- STATED TASK: Reproduce all of the lines below word for word, changing nothing.

(Examples of point labeling)

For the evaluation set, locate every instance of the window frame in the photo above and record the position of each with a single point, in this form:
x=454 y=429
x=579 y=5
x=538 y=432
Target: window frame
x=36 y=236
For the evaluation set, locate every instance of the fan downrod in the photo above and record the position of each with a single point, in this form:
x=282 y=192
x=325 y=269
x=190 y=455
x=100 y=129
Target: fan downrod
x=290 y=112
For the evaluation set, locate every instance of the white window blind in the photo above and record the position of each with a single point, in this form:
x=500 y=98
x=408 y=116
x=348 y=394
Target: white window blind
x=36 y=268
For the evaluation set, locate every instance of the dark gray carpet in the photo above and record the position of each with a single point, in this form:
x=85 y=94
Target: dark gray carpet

- COMPLETED TASK:
For the evaluation set, locate every instance of the window frame in the photo above and record the position of each with a single point, in this form:
x=454 y=429
x=579 y=5
x=538 y=432
Target: window frame
x=36 y=236
For the evaluation set, locate every instance of the fan downrod in the photo above and record the position of each with a single point, in this form:
x=282 y=192
x=325 y=269
x=190 y=455
x=100 y=129
Target: fan downrod
x=290 y=112
For the evaluation set, locate every instance of the white window blind in the photo above and record the position of each with a single point, in this form:
x=500 y=98
x=408 y=116
x=348 y=394
Target: white window blind
x=36 y=268
For the evaluation set, locate every instance of the dark gray carpet in the photo above and record the position of each with a single point, in this form:
x=85 y=94
Target: dark gray carpet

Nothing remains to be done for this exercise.